Extracted information:
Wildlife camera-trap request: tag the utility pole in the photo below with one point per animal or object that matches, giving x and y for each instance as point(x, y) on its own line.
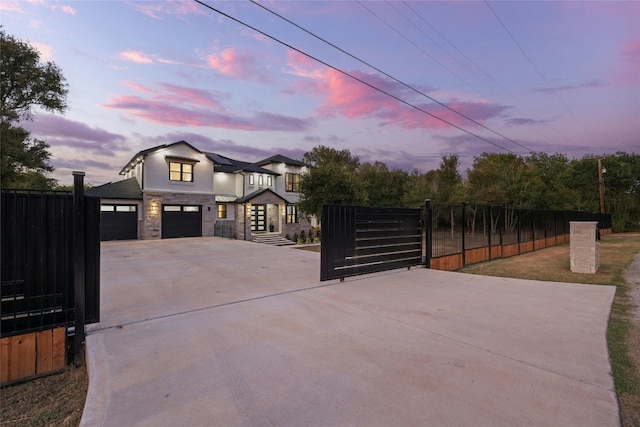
point(601, 183)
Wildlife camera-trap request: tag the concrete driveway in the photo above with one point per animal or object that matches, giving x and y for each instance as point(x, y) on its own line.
point(213, 332)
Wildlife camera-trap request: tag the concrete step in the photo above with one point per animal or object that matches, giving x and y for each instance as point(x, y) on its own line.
point(272, 239)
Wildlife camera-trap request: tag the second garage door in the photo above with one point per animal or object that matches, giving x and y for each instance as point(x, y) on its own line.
point(181, 221)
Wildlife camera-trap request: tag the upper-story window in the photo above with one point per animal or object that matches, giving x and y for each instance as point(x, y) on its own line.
point(179, 171)
point(292, 182)
point(222, 210)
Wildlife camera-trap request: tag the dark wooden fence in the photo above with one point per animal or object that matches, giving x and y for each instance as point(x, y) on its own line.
point(358, 240)
point(50, 265)
point(468, 233)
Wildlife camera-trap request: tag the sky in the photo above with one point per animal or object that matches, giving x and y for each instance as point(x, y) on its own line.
point(400, 82)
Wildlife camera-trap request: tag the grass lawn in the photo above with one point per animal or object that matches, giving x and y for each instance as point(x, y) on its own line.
point(623, 335)
point(58, 400)
point(55, 400)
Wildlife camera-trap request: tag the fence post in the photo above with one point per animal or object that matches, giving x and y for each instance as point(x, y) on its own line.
point(464, 220)
point(519, 222)
point(429, 233)
point(78, 267)
point(487, 209)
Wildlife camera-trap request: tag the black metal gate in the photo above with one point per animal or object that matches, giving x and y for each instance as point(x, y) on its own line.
point(358, 240)
point(38, 264)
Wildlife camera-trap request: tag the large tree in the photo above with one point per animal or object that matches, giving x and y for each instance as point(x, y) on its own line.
point(331, 180)
point(26, 83)
point(383, 187)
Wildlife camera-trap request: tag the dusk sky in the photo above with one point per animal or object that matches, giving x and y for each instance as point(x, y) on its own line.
point(555, 77)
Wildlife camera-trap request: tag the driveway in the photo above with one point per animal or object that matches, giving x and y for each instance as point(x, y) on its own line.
point(207, 331)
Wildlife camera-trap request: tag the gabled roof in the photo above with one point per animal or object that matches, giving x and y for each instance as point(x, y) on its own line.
point(142, 154)
point(250, 196)
point(125, 189)
point(226, 164)
point(280, 159)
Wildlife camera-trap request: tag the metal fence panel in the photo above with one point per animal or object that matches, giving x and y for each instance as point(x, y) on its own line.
point(36, 267)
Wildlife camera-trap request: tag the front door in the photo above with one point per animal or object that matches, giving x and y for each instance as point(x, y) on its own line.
point(258, 217)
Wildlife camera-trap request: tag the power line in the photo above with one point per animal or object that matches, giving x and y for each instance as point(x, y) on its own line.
point(538, 70)
point(390, 76)
point(351, 76)
point(487, 75)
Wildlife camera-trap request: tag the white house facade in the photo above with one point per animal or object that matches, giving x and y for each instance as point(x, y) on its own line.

Exercise description: Write out all of the records above word for word, leaving the pictures out.

Answer below:
Wildlife camera-trap request: tag the utility pole in the photo below with one point per animal or object that matches, giving x and y for each instance as point(x, y) on its own line.
point(601, 183)
Wildlife camera-trap request: tag the concrete driveway in the photo above with one point per animal or object that matches, giving x and y for each instance as point(x, y) on its own line.
point(213, 332)
Wildlife camera-trap request: tag the concrete step in the photo above with one point per animal or object that matches, giving x and y for each instance as point(x, y) on its own line.
point(272, 239)
Wildlife camera-trap request: tag the second garage door in the photo above with one point per animal or object that matches, giving x and y for each instance as point(x, y) on its own line.
point(181, 221)
Wildlife camera-trap request: tag the upper-story window in the photo above with one point per animal or object that matches, giving x and y for each instance as point(x, y) on its own line.
point(179, 171)
point(292, 182)
point(222, 210)
Wildlife camera-trap request: tag the dark wooden fence in the photo above with one point per animal or object that matches, giving x and y for each instance as point(x, y) on its own line.
point(358, 240)
point(50, 265)
point(468, 233)
Wildlife camera-trap request: tag the sky in the photo above with one point per animal or object that matches, giving x and y for each instance as point(x, y) on its own line.
point(400, 82)
Wildlife camera-trap request: tag the grass lawn in the photo above with one point per animal or object that matches, giving x and y for each instance as point(x, y) on its own line.
point(623, 335)
point(58, 400)
point(55, 400)
Wildlife camera-trap request: tag the fence post in the photo above with one point per animal or object that matches, giving x and y for each instance as point(x, y) on its own line.
point(464, 220)
point(519, 222)
point(429, 233)
point(78, 267)
point(487, 209)
Wildlife camera-trap request: tag the black metal gate in the photo above with one point per animal or object that matches, giving x and y for each instance as point(x, y) on its own line.
point(358, 240)
point(38, 264)
Wildlife camera-trap request: tag the large tree in the photo above with one point per animal or object that matches, giving x and y for each instance as point(x, y) on its own line.
point(331, 180)
point(26, 83)
point(383, 187)
Wildlife camera-trap request: tag the dusk sky in the photo above with one point per animal or object that matches, giving x and y for each instance as point(x, y) on its own line.
point(555, 77)
Wildlife camera-trap request: tag the driveway in the photo above with one point per animal or object that matches, giving x and y for each instance as point(x, y) on its own line.
point(207, 331)
Wildlife camera-trap request: tag the gabled roof in the photo above with one point per animal or object that matches, giving x and y for each instance as point(x, y) on its own line.
point(142, 154)
point(250, 196)
point(125, 189)
point(226, 164)
point(280, 159)
Wildlife camera-trap request: tag the metal fence panel in the photo above with one point per animal or object that matches, giving x and y for each instance as point(x, y) on its own line.
point(36, 267)
Wildlife camera-trap request: tag the front door in the photo above with one point per animal or object that matches, giving x and y for each instance as point(x, y) on its own line.
point(258, 217)
Wildlife camera-trap request: tag the power line in the photo above with one point per animal or object that matches, giving x and y for each instance as point(x, y) on its own line.
point(538, 70)
point(390, 76)
point(351, 76)
point(487, 75)
Wildlife camera-trap request: tag the white house facade in the photo above with one point per animal or object that matches, giving x and y for each instance as point(x, y) on its own line.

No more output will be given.